WORK INSTRUCTION
Go through the data below. Pull out every line that has the word "tree".
+ + +
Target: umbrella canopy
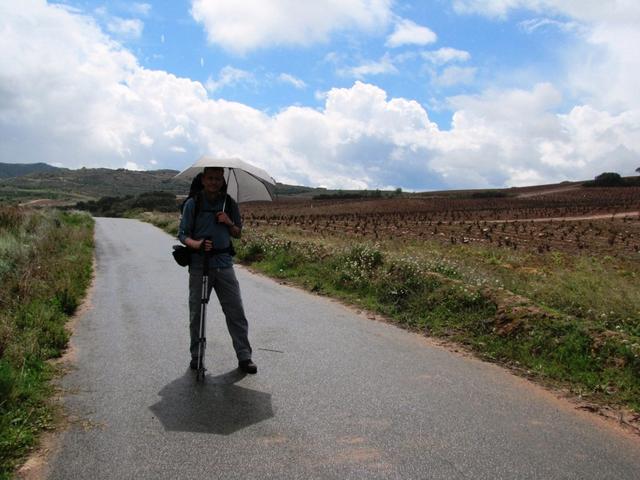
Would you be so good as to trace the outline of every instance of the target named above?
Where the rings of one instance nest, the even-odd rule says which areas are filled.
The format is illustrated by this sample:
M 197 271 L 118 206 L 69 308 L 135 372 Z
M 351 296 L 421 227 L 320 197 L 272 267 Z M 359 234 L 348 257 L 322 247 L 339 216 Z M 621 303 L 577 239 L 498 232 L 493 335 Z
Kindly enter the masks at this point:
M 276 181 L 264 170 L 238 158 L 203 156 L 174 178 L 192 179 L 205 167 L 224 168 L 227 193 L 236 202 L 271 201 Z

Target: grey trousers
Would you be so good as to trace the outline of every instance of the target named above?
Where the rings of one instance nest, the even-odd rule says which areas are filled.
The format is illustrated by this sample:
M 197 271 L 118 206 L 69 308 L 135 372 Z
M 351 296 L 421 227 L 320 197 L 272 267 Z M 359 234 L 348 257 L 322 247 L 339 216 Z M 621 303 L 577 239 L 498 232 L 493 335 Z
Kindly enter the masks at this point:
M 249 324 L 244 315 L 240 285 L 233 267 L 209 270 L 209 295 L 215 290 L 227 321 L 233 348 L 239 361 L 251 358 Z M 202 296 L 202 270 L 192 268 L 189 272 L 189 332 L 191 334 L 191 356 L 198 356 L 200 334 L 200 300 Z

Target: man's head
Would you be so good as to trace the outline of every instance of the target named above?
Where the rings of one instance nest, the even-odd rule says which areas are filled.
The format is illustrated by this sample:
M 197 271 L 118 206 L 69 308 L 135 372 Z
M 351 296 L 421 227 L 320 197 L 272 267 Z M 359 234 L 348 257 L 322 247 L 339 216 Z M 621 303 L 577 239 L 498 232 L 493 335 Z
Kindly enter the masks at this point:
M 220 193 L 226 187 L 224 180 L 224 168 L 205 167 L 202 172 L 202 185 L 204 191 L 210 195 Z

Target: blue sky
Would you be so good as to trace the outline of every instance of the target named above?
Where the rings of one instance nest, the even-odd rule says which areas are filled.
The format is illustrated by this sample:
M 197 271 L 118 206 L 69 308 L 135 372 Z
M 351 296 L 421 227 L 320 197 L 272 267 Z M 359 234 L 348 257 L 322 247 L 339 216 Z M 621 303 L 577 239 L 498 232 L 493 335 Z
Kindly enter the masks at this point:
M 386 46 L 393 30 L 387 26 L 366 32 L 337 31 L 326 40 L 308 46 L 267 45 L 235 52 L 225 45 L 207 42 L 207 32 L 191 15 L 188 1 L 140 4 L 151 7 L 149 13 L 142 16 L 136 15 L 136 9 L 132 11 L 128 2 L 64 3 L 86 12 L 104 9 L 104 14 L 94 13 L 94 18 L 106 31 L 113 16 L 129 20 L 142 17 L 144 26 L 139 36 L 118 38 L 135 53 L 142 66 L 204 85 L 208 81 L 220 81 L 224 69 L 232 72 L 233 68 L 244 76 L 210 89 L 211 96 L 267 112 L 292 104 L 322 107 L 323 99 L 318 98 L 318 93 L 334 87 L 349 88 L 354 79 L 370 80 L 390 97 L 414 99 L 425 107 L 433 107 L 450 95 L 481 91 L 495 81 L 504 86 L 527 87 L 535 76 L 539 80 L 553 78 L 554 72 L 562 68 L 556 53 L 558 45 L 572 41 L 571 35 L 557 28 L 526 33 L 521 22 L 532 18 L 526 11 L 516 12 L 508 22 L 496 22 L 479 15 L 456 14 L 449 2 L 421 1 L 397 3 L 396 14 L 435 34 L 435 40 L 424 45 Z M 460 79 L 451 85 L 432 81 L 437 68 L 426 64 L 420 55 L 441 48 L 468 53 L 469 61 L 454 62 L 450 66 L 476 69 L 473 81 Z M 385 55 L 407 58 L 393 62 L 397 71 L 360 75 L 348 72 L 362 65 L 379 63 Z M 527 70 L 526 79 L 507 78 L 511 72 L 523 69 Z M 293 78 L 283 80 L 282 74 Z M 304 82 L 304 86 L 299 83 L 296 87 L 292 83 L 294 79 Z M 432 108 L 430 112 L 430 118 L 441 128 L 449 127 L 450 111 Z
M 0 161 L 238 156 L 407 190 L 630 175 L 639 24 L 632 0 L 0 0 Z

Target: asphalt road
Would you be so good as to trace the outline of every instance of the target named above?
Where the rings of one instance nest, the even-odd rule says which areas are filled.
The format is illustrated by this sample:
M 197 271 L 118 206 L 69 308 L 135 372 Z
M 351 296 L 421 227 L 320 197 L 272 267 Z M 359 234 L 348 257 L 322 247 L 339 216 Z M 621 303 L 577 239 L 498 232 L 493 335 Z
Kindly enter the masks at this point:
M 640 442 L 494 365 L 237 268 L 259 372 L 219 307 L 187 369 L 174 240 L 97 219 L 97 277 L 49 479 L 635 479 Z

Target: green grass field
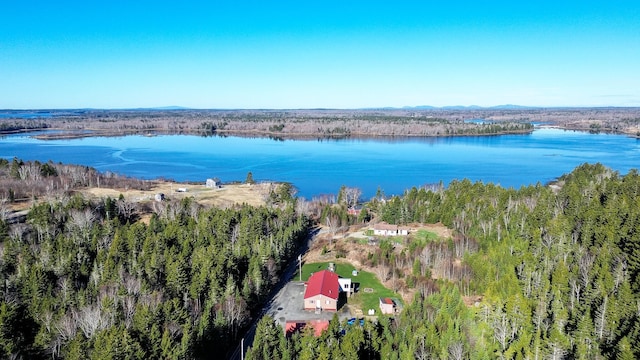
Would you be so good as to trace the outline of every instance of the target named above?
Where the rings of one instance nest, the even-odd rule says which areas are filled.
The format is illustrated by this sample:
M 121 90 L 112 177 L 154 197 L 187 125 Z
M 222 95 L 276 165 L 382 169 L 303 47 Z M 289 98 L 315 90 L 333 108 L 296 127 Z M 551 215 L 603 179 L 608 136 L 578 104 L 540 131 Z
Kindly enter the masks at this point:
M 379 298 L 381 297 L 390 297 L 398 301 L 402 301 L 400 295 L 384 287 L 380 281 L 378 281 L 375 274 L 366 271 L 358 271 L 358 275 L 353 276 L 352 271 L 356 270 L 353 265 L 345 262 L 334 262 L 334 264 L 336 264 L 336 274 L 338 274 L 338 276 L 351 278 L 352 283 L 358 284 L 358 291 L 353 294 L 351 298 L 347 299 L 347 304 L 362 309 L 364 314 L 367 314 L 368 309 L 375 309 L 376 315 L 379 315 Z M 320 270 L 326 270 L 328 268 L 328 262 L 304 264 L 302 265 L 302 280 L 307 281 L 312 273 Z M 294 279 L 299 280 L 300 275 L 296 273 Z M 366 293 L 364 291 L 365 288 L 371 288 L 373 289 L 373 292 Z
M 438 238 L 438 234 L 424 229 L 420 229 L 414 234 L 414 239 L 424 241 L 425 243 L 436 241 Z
+ + +
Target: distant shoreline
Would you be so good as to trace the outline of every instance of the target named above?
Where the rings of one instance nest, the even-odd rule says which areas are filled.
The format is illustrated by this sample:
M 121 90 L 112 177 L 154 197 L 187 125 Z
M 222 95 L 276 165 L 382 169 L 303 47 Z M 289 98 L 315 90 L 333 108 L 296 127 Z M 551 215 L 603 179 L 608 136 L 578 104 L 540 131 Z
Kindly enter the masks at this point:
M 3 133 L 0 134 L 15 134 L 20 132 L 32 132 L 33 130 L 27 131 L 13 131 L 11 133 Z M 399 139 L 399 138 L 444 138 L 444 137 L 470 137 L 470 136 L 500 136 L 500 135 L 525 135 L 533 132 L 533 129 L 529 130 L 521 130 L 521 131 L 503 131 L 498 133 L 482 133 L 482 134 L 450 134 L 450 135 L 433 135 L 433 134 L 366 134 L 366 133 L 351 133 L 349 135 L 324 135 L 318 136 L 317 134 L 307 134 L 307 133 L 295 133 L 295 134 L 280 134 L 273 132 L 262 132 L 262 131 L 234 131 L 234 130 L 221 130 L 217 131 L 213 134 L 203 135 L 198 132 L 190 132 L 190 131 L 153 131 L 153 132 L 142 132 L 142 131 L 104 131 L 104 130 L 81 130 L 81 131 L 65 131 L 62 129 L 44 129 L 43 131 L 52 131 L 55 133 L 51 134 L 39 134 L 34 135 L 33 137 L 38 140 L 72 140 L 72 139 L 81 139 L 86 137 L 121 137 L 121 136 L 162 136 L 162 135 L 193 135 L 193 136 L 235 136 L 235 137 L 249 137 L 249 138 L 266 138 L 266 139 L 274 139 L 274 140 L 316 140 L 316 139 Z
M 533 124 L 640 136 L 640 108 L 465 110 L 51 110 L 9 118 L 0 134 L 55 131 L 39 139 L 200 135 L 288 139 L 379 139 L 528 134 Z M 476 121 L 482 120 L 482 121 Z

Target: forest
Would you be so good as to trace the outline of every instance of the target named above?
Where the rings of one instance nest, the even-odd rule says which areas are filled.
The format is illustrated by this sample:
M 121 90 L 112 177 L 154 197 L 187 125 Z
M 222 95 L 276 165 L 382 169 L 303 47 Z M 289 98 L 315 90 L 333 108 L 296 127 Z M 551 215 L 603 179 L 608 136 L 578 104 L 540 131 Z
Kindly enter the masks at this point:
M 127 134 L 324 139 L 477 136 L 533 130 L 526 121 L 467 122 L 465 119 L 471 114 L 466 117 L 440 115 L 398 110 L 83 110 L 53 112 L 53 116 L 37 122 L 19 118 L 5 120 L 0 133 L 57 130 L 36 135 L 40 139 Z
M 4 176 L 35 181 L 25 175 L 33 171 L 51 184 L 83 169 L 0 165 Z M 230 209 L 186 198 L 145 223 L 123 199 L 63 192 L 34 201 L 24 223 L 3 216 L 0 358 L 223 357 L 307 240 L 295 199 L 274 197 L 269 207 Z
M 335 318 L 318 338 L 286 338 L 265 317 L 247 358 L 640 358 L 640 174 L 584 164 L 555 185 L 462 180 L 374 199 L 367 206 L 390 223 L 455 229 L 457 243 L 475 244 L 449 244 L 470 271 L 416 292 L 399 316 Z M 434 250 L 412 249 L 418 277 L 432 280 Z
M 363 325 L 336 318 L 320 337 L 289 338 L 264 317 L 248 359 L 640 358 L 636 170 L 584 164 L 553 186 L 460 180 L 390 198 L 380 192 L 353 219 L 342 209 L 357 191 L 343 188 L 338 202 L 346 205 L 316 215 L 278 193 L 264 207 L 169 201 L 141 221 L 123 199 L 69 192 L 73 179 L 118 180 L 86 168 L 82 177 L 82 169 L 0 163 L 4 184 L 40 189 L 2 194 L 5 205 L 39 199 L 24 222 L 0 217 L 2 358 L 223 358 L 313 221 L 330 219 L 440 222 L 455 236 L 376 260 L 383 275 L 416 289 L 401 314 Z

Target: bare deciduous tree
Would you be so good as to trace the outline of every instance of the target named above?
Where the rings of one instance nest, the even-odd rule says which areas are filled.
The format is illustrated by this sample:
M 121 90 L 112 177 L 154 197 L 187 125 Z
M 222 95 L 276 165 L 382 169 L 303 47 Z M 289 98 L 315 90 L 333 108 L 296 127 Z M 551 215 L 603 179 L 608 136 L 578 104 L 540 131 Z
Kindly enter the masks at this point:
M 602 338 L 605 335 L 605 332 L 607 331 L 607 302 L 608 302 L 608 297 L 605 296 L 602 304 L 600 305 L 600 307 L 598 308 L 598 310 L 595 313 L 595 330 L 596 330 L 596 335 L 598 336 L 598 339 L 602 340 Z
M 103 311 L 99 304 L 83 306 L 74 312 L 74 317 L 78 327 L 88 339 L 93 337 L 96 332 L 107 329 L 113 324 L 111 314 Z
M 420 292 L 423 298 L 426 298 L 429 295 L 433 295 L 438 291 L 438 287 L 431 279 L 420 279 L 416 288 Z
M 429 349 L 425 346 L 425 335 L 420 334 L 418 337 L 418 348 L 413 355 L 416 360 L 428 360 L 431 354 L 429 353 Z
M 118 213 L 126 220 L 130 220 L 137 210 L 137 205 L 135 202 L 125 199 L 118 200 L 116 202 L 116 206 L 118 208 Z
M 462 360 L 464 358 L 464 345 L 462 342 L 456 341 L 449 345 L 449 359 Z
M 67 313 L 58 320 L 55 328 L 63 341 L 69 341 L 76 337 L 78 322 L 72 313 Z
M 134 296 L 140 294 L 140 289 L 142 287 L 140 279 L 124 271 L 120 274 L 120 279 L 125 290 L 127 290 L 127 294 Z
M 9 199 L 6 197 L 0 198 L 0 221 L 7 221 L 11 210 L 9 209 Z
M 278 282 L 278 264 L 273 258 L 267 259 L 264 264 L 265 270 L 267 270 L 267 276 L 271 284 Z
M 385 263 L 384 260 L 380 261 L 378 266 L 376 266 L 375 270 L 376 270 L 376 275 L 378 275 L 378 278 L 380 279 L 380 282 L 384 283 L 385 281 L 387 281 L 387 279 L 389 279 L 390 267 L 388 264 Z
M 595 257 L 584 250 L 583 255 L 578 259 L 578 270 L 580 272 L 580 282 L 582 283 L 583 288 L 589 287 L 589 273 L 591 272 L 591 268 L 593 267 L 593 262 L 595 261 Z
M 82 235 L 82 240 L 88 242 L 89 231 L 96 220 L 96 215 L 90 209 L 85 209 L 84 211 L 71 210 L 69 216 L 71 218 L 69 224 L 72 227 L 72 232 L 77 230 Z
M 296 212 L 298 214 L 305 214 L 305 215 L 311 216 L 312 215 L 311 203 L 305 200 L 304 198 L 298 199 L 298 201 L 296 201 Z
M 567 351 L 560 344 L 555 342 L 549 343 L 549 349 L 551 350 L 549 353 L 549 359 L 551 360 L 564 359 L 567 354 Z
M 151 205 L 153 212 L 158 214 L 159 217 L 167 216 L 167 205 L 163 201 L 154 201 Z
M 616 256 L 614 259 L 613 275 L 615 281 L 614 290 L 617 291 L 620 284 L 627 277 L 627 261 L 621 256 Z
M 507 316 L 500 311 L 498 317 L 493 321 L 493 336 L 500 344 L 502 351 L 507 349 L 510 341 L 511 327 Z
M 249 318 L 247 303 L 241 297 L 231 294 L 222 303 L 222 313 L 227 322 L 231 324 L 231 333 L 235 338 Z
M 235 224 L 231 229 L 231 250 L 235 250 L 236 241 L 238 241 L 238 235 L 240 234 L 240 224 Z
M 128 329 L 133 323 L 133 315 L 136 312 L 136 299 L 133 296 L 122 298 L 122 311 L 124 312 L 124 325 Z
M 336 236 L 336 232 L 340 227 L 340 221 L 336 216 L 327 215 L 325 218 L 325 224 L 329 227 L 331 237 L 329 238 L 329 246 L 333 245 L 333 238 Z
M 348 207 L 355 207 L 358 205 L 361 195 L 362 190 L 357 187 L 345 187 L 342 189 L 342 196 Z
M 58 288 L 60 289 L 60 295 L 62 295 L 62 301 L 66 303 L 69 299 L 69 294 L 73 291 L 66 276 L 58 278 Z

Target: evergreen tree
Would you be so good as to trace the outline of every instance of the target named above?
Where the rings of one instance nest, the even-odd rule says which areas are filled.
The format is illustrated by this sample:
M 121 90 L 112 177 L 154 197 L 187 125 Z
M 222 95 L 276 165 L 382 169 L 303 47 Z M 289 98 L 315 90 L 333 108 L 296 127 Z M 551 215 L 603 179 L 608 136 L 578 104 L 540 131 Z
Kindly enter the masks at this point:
+ + +
TASK OUTPUT
Target: bare deciduous tree
Target: evergreen tree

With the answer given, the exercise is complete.